▸ **POLECENIE 1**
W jakich godzinach, według fragmentu tekstu, oglądano TVN24bis?
▸ **POLECENIE 2**
Streść w dwóch zdaniach fragment tekstu z komentarzami o kampanii i mediach.
▸ **POLECENIE 3**
Kontynuuj fragment tekstu z komentarzami o kampanii i mediach, zaczynając po jego ostatnim zdaniu.

▸ **FRAGMENT TEKSTU**
##########
Obejrzałem starannie TVN24bis od 18:00 do 20:20 i zrobiło mi się smutno.
Jak ma wyglądać wsparcie mediów dla Rafała?
Gazeta Wyborcza, Polityka, Newsweek, …. teraz przerwa i pytanie: TVN24?
Tak, tak, telewizja jest b. ważna, a może najważniejsza. Jarek to wiedział przed Donaldem i wygrał.
Przecież w XXI wieku kampania to obrazki! Ludzie nie czytają, najwyżej grzebią w smartfonach.
Gdzie tu równowaga sił?
Dlaczego nikt z opozycji nie występuje do sądów w sprawie przywrócenia równowagi w „mediach publicznych”.
Dlaczego „przesłuchiwani” politycy opozycji, występujący w stacji niby sprzyjającej opozycji, TVN, „merdają ogonami”, wdzięczą się, atakowani durnymi pytaniami, agresją pytających, zamiast grzecznie, ale stanowczo, zwrócić uwagę na ich niestosowność. Tak się buduje charyzmę!!!
Dziś w „Kropce nad I”, Borys włączał płytę z ‘nowo mową’, czułem się jak w czasach komuny.
Kiedy ci ludzie zaczną mówić ludzkim głosem?
Coraz częściej słyszę zdania, jak (za przeproszeniem) na plenach KC PZPR.
Czas na „Faudę”, do napisania!
@Thomas, 18:23
No i rurę z Czajki „pęknął” i smród na całe Polskie wylał, gad jeden…
@Szostkiewicz
Termina takie spadly na Najjasniejsza, ze i z czartem warto paktowac byleby wyrzucic z Belwederu niejakiego Dude – prostaka, bufona, prowincjusza i bezkregowca i lgarza. Niestey cel powinien uswiecic srodki w tym konkretnym przypadku. Trzaskowski dokopal, w zasadzie bez pomocy KO, hordzie kaczynskiego, wiec wie jak sie zabrac do rzeczy i wygrac. Pani MKB jest z tej samej gliny co Pan Komorowski. To ludzie na spokojne dostatnie czasy nie na dzisiaj, kiedy „Hunowie” juz puscili z dymem wiekszosc kraju.
Pani MKB jest prawa, zacna kobieta, doswiadczona polityczka i KO powinna przy niej stac murem – to prawda. Zadnego sporu. Kompletnie sie pogubili w KO. Kolejny powod dla ktorego PO nie jest i nie bedzie moja partia. Cieple kluchy z BUdka i Lubnauer na czele.
##########
▸ **MATERIAŁ ŹRÓDŁOWY**
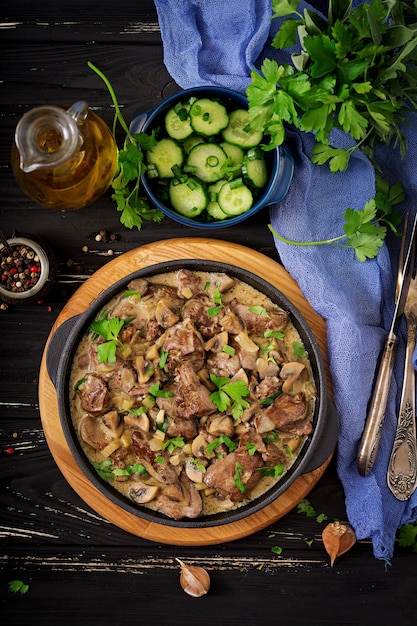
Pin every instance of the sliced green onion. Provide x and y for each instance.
(234, 184)
(212, 161)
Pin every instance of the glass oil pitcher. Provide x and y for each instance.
(63, 158)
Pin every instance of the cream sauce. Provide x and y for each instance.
(124, 401)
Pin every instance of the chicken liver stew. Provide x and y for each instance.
(192, 393)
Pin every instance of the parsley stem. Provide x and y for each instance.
(305, 243)
(114, 99)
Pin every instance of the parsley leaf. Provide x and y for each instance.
(126, 181)
(365, 229)
(18, 586)
(223, 439)
(238, 477)
(172, 444)
(109, 330)
(352, 73)
(229, 394)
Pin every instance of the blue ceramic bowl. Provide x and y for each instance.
(279, 161)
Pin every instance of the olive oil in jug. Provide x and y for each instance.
(63, 158)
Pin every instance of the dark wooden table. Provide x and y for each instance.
(79, 567)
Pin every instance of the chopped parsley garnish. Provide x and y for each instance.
(274, 334)
(223, 439)
(172, 444)
(275, 471)
(106, 472)
(299, 350)
(155, 391)
(217, 299)
(109, 330)
(238, 477)
(229, 394)
(251, 447)
(163, 356)
(258, 310)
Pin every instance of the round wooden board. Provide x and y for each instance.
(162, 251)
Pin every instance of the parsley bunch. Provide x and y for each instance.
(133, 207)
(354, 72)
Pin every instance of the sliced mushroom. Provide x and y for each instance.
(142, 493)
(217, 343)
(92, 433)
(221, 425)
(232, 323)
(266, 368)
(140, 285)
(193, 472)
(141, 421)
(289, 374)
(164, 315)
(112, 424)
(143, 369)
(246, 343)
(204, 376)
(199, 446)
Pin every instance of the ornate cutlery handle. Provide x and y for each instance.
(371, 435)
(402, 467)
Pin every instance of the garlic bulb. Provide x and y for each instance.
(194, 580)
(337, 539)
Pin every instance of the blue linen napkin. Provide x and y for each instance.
(218, 43)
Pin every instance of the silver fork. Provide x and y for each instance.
(402, 467)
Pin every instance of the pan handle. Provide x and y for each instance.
(328, 443)
(56, 347)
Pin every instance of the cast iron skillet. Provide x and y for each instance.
(316, 448)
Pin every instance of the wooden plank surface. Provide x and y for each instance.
(81, 569)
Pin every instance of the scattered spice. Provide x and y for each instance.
(20, 271)
(104, 237)
(338, 538)
(194, 580)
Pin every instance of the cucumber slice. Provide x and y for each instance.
(213, 207)
(208, 159)
(235, 155)
(256, 171)
(214, 210)
(165, 155)
(208, 117)
(237, 132)
(234, 200)
(177, 122)
(192, 141)
(188, 198)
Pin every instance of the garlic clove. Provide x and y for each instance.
(194, 580)
(338, 538)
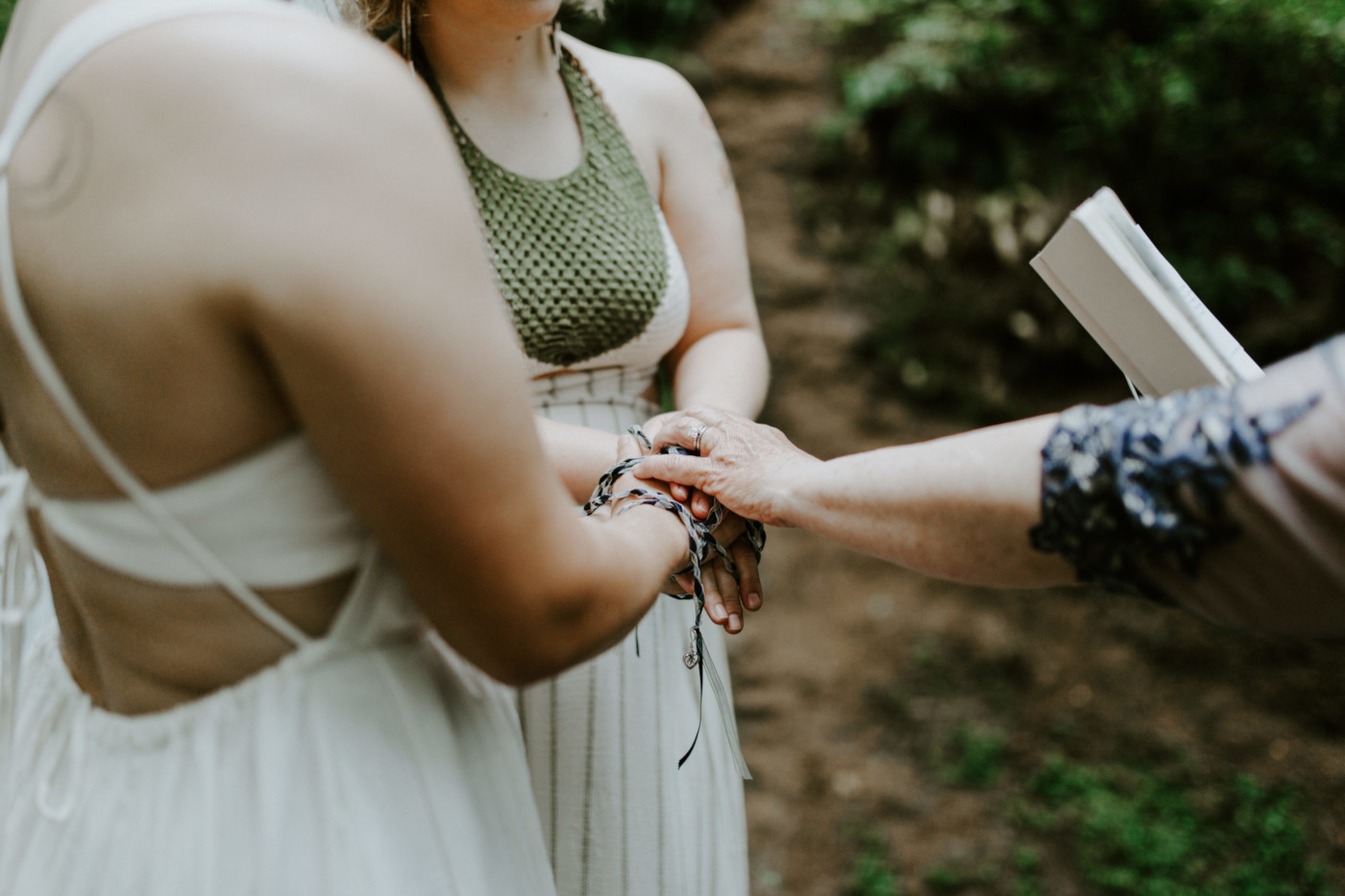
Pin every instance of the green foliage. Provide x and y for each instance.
(1137, 832)
(1219, 123)
(977, 757)
(648, 27)
(871, 876)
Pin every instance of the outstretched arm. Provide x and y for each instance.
(957, 507)
(1228, 502)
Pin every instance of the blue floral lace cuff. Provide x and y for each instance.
(1127, 483)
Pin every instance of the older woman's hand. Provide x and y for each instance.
(749, 467)
(726, 594)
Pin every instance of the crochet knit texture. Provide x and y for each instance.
(581, 258)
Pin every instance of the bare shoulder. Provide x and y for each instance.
(258, 76)
(221, 141)
(643, 90)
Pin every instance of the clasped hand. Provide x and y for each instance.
(728, 593)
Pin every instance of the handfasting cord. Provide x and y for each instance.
(702, 547)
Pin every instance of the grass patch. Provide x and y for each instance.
(1133, 831)
(871, 875)
(977, 757)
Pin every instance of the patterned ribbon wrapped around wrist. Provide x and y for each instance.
(702, 549)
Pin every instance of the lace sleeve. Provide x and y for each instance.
(1146, 478)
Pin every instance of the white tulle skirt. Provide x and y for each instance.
(343, 770)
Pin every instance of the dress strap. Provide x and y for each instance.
(89, 31)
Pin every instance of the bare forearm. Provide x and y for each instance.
(578, 453)
(723, 369)
(958, 507)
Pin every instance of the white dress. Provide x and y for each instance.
(365, 762)
(604, 739)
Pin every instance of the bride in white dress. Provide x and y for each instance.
(615, 233)
(249, 432)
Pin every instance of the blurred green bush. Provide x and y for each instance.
(968, 130)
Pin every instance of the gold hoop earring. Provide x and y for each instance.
(405, 34)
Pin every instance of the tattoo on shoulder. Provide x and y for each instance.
(49, 182)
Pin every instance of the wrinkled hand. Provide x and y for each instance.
(748, 466)
(693, 498)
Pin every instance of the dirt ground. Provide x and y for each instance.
(838, 720)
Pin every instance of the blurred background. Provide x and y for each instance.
(898, 163)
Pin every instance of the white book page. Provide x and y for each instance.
(1231, 351)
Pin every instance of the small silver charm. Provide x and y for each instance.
(693, 655)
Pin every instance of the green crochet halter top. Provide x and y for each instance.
(581, 258)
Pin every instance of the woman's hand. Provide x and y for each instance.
(693, 498)
(749, 467)
(726, 594)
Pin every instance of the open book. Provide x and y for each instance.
(1136, 304)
##########
▸ **ODPOWIEDŹ 1**
Od 18:00 do 20:20.

▸ **ODPOWIEDŹ 2**
Pierwszy komentarz pyta o wsparcie mediów dla Rafała, podkreśla wagę telewizji w kampanii i krytykuje polityków opozycji, którzy w TVN wdzięczą się zamiast stanowczo reagować na agresywne pytania. Inny komentarz stwierdza, że Trzaskowski wie, jak wygrać, a Pani MKB, choć prawa i doświadczona, jest z tej samej gliny co Komorowski i pasuje na spokojne czasy, oraz zarzuca KO, że kompletnie się pogubiła.

▸ **ODPOWIEDŹ 3**
@paweł markiewicz
zabrnął pan w stereotypy na temat MKB, podsuwane przez propagandę pisowską i kawiarnianą lewicę. Pani Kidawa-Błońska prowadziła aktywną i bezpośrednią kampanię w wielu miejscach, także w Polsce pisowskiej, ale przyszła pandemia, a z nią manipulacje wyborcze i prawne pod jej pretekstem, a potem zmistyfikowane sondaże.
@Szostkiewicz
Gubi Pan prawdziwy cel tych konkretnych wyborow ( wywalic niejakiego Dude z Belwederu) i zapomina w jakiej sytuacji znalazla sie Polska i „gorszy” sort Polakow. Jesli niejaki Duda zostanie w Belwederze to mozemy sie wszyscy kolektywnie w doopy pocalowac zanim Nas/Was Kaczynski i jego rzad wybrany przez „lepszy” sort do pierdla nie posadzi.
Co do Pani MKB to upraszcza Pan i wyplaszcza moja ocene.
@pawł markiewicz
Mam odwrotne wrażenie, że to pan bezpodstawnie dezawuuje MKB na fali ferworu i co gorsza sugeruje, że nie uważam prezydentury Dudy za katastrofę dla państwa i prawa. No ale powinienem pamiętać, że pan nie dzieli naszego losu i poparł nieszczęsny Brexit.
@Szostkiewicz
Z tym niepamietaniem to jest Pan zlosliwy i niepotrzebnie. Nie widze tez powodu zeby mogl Pan lajac Brytyjczykow za Brexit i moim do niego stosunku (co klade na karb irytacji ogolna sytuacja zapuszkowania w domu a nie brakiem klasy), i, jednoczesnie ma mi za zle ze mam zdanie na tema spraw polskich.
Co do MKD to widocznie moj Polski ucierpial z powodu dlugiego pobytu za granica bo mam wrazenie ze nie Pan nie zrozumial co niejednokrotnie pisalem o Pani MKB. W zadnym momencie nie powiedzialem zlego slowa na MKB a wrecz odwrotnie uwazam Pania Malgorzate za bardziej niz godna fotela prezydenta (i duzo lepsza od reszty znanych nam kandydatow) z wielu powodow, najmniej z tego ze jest kobieta. Tyle, ze dzisiaj czasy sa straszne i ludzie kultury, wiedzy, autorytetu moga nie wystarczyc w walce z barbarzyncami. Ce dzisiaj jest wygnac niejakiego Dude precz z Belwederu.